▸ Excerpt
_ _ _ _

Based on Write the Docs's video on YouTube. If you like this content, support the original creators by watching, liking and subscribing to their content.

TL;DR

Replace identity statements like “I am not technical” with time-bound skill statements such as “I can’t do this yet” to keep learning possible.

Briefing

Technical writers (and anyone moving from “good” to “great”) become more capable not by collecting a pile of courses or waiting for a confidence milestone, but by building a habit of learning how to learn. Janine Chan’s central claim is that “technical” isn’t a fixed identity or a single skill toggle; it’s what happens when people train themselves to pursue knowledge, ask better questions, and keep experimenting—especially when they feel behind.

Chan frames her own path as a counterexample to the usual career narrative. An English degree didn’t come with deep technical training, and her early work didn’t magically erase gaps. Yet she eventually landed a senior technical writing role at Data Dog after passing a code test, and the missing link wasn’t a secret credential—it was learning to teach herself. That “hot take” becomes the backbone of seven habits aimed at tech writers, instructional designers, developers, and “neat people” who want to level up.

The first habit targets identity traps. People often write “I am not technical,” turning a skill gap into a permanent self-description. Chan urges a different phrasing: “I can’t do this particular thing yet,” which keeps the problem specific and time-bound. That mindset shift—growth over fixed—matters because it prevents people from mentally boxing themselves into “non-technical” categories.

Next comes a practical emotional pivot: when overwhelm hits, redirect it into curiosity. Deadlines and unfamiliar features can trigger an overwhelm spiral that blocks progress. Curiosity, by contrast, turns uncertainty into a reason to investigate, collaborate, and ask questions. Chan recommends breaking large knowledge gaps into smaller ones (like separating pie into crust, goo, and baking steps) so questions become manageable.

As those gaps become specific, the third habit is learning to ask for help without guilt. Chan argues that requesting information makes someone a better colleague: it improves credibility, models human behavior, and helps teams understand where answers come from. She offers a structured Slack-question template—describe context, what’s already been considered, where the writer is stuck, what they hope to learn, why they’re asking that person, and an explicit acknowledgement of the other person’s time.

_ _ _ _

▸ What is needed
According to the talk summary, what role did Janine Chan land at Data Dog after passing a code test? The material has nothing to do with this text.

_ _ _ _

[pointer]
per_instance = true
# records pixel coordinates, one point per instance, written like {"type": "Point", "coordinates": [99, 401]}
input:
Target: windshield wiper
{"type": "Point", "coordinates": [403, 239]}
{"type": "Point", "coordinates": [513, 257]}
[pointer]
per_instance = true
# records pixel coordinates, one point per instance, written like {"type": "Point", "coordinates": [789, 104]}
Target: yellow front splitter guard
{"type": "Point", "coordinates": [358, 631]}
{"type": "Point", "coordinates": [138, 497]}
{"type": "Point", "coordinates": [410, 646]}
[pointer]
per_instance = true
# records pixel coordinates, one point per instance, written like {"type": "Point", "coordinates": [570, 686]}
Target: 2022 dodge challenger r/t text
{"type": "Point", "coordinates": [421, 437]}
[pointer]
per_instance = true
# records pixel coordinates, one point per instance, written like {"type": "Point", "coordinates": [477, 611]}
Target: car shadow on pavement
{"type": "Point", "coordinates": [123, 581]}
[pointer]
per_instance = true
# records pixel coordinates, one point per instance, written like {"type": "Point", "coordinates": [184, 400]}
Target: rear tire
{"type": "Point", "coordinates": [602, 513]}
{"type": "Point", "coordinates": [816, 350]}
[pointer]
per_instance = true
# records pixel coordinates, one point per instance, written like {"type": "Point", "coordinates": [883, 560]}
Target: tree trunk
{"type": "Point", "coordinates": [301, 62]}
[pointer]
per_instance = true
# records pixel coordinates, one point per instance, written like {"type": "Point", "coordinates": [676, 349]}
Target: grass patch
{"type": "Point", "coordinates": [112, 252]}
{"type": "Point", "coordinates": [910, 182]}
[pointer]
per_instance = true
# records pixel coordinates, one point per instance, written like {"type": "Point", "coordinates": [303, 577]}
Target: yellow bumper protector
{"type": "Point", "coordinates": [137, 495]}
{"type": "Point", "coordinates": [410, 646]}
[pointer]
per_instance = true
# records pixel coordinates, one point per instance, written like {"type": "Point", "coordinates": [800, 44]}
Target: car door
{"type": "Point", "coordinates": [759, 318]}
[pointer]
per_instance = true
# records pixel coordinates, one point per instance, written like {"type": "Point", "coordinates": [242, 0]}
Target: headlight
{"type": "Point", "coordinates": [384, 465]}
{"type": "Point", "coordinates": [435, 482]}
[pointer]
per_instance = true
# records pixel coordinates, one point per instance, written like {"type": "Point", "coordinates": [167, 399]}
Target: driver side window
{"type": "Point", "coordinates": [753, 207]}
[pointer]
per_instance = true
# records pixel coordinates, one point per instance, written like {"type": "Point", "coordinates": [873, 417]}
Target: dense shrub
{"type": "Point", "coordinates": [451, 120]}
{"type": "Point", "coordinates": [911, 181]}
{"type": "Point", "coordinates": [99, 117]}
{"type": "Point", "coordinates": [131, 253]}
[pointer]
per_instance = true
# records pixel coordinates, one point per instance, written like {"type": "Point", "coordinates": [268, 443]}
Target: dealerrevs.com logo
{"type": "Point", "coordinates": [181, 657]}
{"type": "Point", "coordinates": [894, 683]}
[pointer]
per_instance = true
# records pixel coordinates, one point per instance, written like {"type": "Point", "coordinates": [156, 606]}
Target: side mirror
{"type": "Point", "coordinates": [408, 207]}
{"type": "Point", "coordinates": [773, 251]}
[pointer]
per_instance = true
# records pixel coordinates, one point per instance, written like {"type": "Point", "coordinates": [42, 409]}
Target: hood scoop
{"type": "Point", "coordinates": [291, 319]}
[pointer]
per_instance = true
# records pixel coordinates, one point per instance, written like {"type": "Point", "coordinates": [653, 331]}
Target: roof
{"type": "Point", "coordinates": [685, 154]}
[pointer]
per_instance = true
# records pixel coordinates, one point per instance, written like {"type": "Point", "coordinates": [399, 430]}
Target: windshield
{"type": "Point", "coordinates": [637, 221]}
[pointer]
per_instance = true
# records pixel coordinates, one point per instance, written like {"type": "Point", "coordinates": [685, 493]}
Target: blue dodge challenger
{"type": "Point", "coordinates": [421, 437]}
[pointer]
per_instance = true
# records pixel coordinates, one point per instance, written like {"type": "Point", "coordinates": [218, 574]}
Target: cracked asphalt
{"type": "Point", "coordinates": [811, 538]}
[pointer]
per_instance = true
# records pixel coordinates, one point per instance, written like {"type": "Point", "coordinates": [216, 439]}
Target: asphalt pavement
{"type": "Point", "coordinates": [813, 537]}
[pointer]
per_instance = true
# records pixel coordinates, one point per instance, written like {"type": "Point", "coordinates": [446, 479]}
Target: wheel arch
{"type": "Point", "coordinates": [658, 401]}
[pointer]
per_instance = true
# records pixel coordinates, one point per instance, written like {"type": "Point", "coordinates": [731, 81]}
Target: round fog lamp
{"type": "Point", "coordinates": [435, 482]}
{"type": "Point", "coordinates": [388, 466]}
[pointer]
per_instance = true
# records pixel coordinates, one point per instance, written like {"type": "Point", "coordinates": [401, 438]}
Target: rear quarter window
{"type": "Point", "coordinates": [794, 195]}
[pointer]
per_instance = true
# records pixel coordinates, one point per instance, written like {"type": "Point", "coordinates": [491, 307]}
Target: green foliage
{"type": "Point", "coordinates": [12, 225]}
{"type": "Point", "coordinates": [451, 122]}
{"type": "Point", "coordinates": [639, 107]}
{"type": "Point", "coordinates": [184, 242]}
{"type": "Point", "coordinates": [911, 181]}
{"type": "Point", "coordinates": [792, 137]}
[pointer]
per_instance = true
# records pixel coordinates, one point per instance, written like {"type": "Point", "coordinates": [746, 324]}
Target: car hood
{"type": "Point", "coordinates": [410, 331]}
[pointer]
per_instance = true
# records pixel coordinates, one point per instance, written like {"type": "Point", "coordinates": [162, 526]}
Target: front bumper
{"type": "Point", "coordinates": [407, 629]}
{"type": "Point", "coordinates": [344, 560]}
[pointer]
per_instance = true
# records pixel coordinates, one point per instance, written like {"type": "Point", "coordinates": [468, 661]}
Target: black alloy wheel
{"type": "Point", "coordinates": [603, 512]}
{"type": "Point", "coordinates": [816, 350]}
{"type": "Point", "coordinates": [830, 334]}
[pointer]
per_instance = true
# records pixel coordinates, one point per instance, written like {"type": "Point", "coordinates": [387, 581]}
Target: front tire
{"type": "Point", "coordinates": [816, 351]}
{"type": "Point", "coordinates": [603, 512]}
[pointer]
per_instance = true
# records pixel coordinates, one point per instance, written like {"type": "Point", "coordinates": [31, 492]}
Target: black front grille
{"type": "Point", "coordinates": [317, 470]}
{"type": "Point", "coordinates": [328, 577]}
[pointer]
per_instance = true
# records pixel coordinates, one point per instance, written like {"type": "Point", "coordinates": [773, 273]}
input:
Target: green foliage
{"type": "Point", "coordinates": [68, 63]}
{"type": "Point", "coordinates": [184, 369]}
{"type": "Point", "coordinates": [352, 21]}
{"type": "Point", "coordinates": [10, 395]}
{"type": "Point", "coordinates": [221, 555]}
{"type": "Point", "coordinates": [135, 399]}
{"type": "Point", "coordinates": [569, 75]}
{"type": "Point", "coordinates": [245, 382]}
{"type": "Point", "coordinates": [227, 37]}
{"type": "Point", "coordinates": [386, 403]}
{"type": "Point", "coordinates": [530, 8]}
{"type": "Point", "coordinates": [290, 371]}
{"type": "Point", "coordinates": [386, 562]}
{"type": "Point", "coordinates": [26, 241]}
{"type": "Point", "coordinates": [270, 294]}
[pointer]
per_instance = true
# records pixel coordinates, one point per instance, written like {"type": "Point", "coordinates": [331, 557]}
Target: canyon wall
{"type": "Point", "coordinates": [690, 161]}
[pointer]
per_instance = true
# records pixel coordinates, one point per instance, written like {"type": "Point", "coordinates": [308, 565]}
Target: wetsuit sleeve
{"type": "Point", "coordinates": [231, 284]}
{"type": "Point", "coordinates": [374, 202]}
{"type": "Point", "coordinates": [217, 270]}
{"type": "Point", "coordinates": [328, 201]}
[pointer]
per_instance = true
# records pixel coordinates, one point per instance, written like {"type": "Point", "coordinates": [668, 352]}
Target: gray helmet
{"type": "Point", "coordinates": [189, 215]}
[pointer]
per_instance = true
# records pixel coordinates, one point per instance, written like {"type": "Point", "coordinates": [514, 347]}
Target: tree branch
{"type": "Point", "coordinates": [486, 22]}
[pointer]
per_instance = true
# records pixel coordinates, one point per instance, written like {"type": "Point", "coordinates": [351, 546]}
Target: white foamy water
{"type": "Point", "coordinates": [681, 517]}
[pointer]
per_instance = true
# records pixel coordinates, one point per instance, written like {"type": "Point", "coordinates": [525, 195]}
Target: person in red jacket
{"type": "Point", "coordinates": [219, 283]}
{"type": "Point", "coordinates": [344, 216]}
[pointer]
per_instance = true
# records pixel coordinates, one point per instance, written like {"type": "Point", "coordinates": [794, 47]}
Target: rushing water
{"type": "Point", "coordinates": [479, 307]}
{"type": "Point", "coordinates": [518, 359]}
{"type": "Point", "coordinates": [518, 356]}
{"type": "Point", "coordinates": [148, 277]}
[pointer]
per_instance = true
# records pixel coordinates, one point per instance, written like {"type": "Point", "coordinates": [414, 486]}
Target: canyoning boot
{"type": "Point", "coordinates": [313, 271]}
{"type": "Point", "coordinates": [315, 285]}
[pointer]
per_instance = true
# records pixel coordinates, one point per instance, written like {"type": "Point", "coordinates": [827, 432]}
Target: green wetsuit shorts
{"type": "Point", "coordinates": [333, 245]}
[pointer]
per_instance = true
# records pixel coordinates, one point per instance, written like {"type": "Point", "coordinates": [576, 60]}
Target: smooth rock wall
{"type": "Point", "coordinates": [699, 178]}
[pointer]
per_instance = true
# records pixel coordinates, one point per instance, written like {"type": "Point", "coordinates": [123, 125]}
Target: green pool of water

_ _ _ _

▸ The completed task
A senior technical writing role.